#### [WHAT THE TASK REQUIRES]
Return every line in the rows below that contains the word "Given". Case counts.

Entries on locating named things
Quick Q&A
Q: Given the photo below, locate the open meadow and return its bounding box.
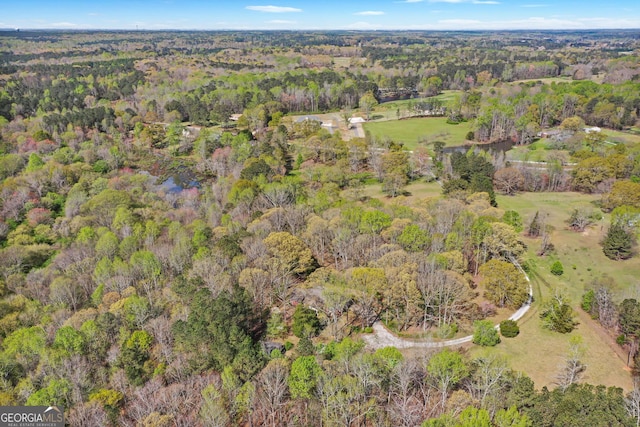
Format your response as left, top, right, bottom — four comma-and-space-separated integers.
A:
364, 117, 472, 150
* * *
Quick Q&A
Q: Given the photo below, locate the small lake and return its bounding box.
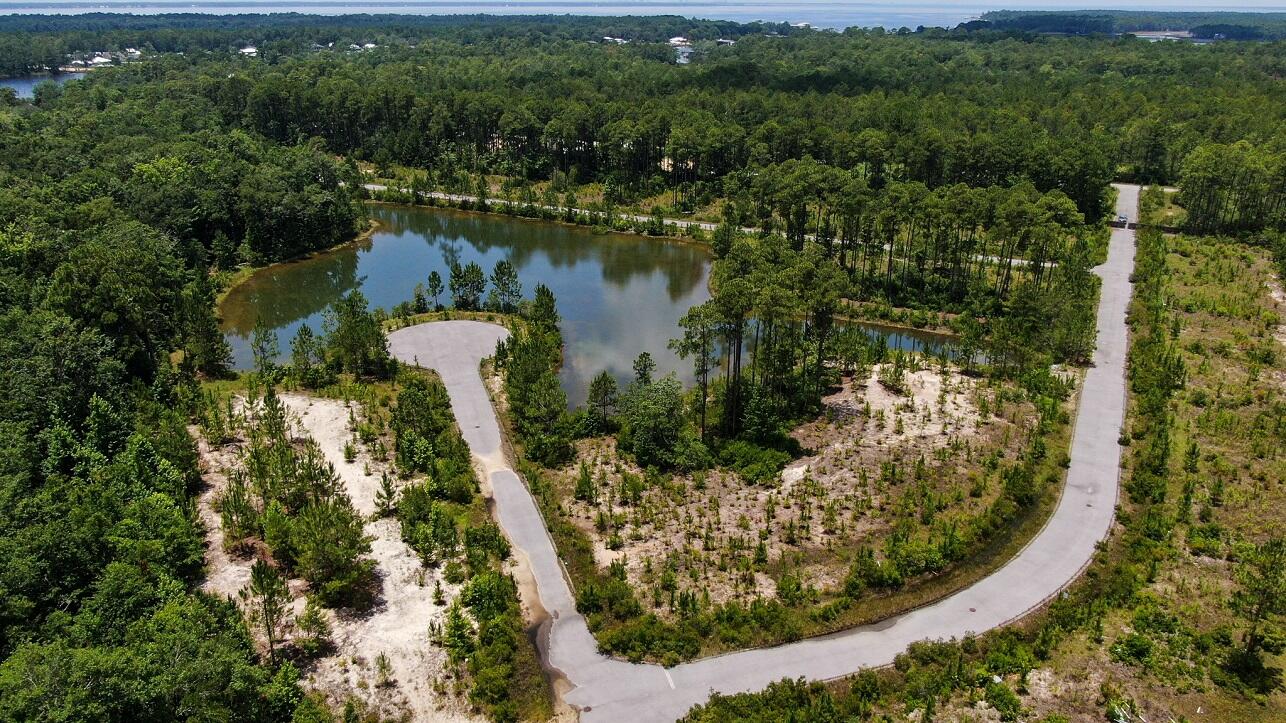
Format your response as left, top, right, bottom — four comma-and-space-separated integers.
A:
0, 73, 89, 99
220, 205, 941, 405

#### [SOLUTION TO THE EXERCISE]
Q: Given the photo below, locate the open meadow and return its bounding box.
Q: Given the photo below, locate the small lake and return its bounding box.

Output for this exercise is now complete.